**PROBLEM DESCRIPTION:**
Give the records from the very first line through the line that contains "189, 55, 240]]" as a JSON list of strings, one string per line, leaving out blank lines.
** BEGIN INFORMATION PROVIDED **
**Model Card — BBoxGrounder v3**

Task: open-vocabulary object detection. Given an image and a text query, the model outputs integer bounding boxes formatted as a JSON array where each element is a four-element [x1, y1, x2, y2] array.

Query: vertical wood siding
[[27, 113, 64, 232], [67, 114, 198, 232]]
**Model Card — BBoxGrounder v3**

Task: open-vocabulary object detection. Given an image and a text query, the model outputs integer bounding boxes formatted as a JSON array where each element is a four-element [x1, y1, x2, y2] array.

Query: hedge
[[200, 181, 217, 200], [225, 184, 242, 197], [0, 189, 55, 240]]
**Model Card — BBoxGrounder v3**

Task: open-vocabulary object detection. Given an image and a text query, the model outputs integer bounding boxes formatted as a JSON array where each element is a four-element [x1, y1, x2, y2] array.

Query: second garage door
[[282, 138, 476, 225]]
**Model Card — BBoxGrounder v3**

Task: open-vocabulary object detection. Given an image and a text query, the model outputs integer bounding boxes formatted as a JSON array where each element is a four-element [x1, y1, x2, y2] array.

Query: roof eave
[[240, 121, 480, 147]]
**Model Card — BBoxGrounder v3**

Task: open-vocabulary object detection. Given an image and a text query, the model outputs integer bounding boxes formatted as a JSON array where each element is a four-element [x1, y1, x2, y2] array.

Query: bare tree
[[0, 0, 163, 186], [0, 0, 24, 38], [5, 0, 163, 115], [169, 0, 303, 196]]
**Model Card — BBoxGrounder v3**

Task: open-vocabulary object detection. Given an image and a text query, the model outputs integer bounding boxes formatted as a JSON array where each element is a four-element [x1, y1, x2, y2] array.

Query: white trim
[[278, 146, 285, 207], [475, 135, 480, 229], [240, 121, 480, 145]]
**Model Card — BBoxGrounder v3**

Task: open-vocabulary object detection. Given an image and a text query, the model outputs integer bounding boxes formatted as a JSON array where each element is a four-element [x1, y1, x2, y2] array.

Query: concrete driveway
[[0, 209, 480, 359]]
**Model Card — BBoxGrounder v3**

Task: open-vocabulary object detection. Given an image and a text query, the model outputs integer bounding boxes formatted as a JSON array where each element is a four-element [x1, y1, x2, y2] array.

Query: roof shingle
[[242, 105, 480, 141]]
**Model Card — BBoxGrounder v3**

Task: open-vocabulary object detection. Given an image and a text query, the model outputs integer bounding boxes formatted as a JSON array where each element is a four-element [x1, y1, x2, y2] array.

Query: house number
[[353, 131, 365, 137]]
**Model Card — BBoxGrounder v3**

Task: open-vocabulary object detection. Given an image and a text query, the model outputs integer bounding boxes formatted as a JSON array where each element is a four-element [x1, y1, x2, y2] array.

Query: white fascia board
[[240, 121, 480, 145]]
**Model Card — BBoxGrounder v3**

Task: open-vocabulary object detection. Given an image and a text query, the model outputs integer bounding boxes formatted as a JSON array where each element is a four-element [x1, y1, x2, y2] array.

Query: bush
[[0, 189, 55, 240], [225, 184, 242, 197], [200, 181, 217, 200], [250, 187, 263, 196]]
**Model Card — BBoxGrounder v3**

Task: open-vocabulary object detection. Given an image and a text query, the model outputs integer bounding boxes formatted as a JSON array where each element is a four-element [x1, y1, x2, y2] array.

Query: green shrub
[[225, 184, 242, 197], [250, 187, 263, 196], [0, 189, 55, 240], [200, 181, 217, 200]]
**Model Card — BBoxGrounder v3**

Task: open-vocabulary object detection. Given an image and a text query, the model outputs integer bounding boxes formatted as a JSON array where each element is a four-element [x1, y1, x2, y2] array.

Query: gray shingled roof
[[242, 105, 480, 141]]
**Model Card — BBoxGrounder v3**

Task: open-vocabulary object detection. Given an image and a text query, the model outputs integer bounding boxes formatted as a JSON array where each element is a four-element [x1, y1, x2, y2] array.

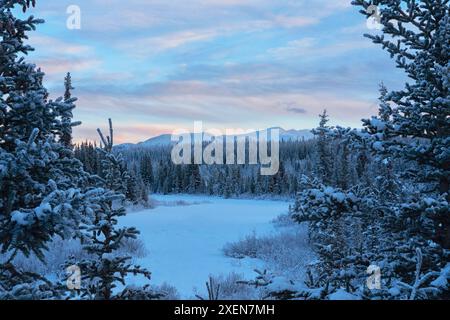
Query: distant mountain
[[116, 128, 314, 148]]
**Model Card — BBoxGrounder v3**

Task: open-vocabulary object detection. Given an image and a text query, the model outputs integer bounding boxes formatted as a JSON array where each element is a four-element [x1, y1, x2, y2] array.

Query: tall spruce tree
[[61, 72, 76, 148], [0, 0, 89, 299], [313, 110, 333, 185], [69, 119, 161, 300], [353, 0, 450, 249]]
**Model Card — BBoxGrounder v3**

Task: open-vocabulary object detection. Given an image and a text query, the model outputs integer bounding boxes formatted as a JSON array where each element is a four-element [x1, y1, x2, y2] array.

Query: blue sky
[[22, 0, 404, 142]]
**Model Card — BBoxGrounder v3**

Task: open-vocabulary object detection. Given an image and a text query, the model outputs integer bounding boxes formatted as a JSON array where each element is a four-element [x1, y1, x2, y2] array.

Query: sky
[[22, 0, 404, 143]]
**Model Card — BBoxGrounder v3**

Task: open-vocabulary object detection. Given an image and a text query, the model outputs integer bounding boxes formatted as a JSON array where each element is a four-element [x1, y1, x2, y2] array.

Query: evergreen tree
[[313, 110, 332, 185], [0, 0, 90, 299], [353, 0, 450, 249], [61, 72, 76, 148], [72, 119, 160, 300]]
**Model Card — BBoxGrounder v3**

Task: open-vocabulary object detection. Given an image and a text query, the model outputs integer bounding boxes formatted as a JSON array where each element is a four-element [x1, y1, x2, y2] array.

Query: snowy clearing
** END INFORMATION PROVIDED **
**WRITTEN REPLY:**
[
  "**Model Card — BBoxGrounder v3**",
  "Task: open-vocabulary object detection. Given an image and a text query, the model outputs integer bounding boxes formatted as a JSON array where each element is a four-element [x1, y1, x2, y2] array.",
  "Query: vertical wood siding",
  "[[27, 113, 64, 232], [67, 114, 198, 232]]",
  "**Model Card — BBoxGrounder v3**",
  "Task: open-vocabulary object detection. Given an image and a text query, the model outputs integer bounding boxes formatted as a JSON array where each element is a four-element [x1, y1, x2, y2] array.",
  "Query: hedge",
  "[[200, 181, 217, 200], [225, 184, 242, 197], [0, 189, 55, 240]]"
]